**Written exercise**.
Tally the lines in the rows below that contain the string "roof", treating uppercase and lowercase as different. Reply with the number alone.
==*==
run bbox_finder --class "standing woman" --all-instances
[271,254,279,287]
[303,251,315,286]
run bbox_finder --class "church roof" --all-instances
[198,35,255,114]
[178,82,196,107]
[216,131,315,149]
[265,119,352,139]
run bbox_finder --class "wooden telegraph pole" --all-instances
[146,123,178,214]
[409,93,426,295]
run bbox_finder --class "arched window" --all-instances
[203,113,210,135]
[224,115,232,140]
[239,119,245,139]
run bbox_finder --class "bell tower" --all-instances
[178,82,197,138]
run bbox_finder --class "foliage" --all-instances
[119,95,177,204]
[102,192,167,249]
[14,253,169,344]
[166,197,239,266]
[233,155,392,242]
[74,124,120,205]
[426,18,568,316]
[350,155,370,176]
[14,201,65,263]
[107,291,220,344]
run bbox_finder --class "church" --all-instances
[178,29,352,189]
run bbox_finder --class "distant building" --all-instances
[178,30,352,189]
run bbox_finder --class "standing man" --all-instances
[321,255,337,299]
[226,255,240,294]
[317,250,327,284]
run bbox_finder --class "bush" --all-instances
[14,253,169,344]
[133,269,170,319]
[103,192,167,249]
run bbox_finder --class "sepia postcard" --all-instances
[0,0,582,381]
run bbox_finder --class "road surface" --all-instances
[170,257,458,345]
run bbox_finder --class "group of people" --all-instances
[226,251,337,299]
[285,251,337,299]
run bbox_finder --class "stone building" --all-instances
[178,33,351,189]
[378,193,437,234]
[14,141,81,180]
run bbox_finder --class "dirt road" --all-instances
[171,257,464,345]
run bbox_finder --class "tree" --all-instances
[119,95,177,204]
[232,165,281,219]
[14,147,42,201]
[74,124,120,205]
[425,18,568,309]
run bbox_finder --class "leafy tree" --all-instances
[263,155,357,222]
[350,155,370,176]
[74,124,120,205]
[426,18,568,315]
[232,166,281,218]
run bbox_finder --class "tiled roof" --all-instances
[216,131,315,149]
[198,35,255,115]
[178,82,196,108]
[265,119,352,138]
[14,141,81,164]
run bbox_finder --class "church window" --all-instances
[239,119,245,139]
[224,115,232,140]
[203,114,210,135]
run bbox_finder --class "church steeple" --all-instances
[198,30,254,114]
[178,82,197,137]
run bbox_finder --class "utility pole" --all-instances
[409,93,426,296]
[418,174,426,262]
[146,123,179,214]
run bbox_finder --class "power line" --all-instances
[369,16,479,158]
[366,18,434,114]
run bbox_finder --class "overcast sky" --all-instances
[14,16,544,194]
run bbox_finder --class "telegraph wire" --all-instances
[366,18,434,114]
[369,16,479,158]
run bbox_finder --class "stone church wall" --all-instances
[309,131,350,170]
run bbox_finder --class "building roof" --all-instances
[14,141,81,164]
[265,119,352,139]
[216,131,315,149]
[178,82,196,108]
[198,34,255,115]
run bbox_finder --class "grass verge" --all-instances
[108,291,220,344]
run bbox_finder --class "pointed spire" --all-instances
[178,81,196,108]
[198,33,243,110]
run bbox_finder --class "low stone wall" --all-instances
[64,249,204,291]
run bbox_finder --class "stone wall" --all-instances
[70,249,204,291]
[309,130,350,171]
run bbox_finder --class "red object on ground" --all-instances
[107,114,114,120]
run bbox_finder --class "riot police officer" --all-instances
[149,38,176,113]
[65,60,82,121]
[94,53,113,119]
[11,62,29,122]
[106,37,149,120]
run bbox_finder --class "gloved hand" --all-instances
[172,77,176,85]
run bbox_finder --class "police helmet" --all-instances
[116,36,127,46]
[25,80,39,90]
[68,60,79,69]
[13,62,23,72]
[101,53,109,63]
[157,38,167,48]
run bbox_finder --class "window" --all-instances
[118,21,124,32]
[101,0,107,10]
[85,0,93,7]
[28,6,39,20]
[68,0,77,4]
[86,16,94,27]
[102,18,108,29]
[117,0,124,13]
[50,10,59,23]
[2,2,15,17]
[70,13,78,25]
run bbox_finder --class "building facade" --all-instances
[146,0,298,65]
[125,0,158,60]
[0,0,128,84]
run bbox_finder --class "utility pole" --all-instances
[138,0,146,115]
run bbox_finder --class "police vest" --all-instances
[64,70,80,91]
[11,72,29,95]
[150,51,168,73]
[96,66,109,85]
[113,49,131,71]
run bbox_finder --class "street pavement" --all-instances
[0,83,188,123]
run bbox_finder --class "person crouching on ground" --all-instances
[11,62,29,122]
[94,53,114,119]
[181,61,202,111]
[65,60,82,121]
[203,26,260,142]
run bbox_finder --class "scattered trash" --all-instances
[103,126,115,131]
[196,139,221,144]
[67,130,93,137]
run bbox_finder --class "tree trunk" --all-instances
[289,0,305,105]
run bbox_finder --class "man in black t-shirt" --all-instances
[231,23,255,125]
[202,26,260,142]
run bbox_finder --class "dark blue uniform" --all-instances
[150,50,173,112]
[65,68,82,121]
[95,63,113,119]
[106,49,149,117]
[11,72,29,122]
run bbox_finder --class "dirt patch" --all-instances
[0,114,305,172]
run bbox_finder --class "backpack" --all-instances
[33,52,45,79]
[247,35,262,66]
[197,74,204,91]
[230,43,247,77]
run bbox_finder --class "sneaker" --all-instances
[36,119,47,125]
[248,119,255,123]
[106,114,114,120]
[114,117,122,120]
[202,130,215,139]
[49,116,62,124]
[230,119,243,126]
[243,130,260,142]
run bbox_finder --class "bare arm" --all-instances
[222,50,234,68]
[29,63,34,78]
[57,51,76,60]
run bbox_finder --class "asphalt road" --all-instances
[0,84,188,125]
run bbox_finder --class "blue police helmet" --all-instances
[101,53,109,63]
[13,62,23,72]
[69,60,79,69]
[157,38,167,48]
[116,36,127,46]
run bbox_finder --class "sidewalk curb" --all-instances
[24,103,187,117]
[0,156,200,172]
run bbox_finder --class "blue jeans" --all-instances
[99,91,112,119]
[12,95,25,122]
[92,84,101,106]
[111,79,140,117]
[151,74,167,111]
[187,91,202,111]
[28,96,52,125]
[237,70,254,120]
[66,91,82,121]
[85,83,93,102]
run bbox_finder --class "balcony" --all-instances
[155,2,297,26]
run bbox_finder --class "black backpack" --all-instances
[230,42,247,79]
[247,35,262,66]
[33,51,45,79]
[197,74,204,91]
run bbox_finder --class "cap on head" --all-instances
==*==
**Result of the exercise**.
3